### To be done
Select and copy each line of the records below that contains the word "standing". Matching is case-sensitive.

-- start of Information shown --

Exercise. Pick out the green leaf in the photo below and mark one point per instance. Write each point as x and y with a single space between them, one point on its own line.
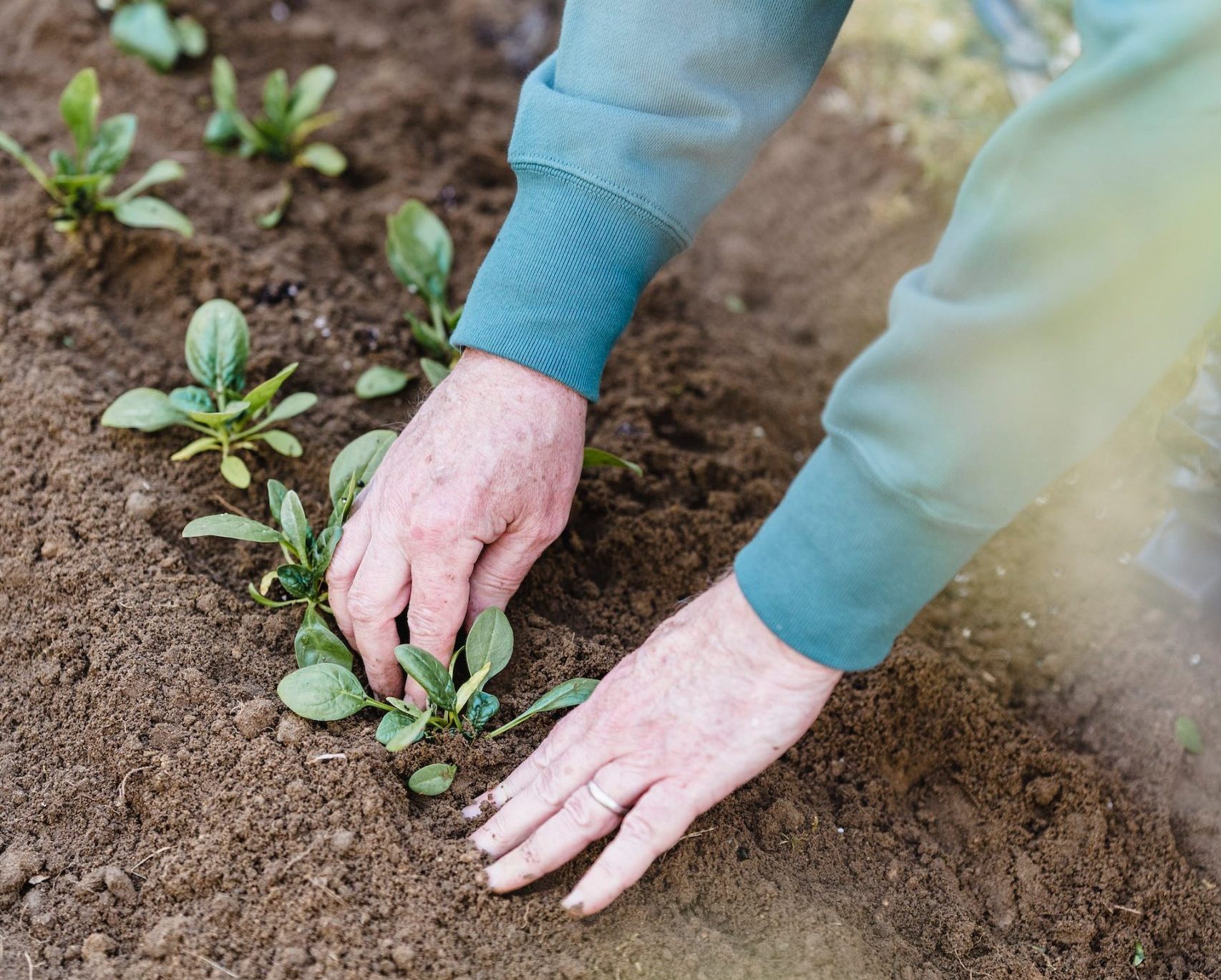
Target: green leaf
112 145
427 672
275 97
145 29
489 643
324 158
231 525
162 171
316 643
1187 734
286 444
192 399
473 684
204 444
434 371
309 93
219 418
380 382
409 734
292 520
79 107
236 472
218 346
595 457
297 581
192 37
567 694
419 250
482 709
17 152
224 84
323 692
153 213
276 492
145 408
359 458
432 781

-- end of Information shown --
-- start of Information shown --

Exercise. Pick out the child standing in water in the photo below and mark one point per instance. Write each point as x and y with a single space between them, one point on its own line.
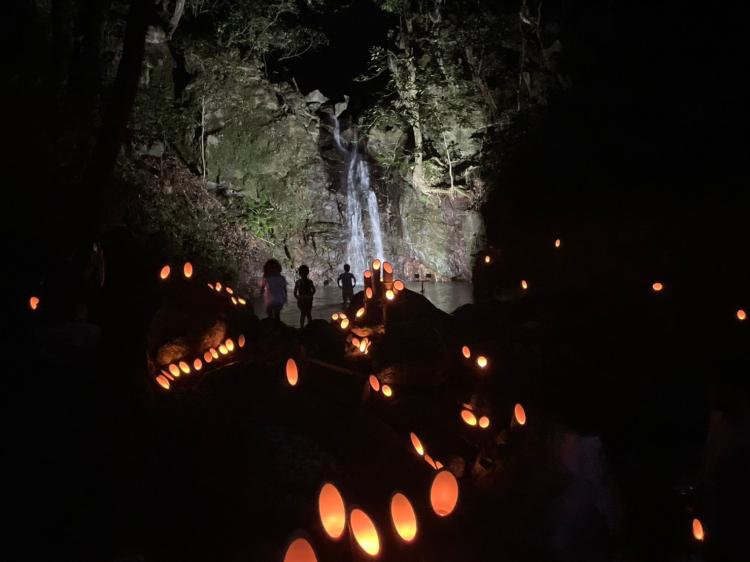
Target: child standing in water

-- end of Information shown --
-- start of Information shown --

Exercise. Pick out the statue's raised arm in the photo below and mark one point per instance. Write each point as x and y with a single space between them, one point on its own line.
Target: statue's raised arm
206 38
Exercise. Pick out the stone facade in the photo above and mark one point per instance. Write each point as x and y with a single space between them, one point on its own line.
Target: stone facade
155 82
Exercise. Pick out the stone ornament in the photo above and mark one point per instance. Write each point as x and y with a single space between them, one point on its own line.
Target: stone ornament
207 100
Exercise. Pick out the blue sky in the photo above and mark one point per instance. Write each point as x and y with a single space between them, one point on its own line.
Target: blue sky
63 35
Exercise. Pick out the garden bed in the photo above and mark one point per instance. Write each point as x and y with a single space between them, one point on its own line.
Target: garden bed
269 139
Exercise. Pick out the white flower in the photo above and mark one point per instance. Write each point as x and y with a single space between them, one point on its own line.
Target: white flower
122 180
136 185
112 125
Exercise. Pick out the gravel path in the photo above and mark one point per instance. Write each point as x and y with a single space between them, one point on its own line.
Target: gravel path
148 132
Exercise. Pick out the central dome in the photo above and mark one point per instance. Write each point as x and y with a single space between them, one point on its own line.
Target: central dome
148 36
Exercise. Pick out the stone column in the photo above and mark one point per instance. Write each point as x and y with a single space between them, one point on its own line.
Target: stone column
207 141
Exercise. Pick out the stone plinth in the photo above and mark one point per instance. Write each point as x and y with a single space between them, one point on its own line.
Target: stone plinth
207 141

-- end of Information shown --

### Final answer
Exercise. Pick out the child standing in water in the photo below and mark one point per instance. Write each point as x and y with a single space between them, one point on its own line.
Target: child standing in water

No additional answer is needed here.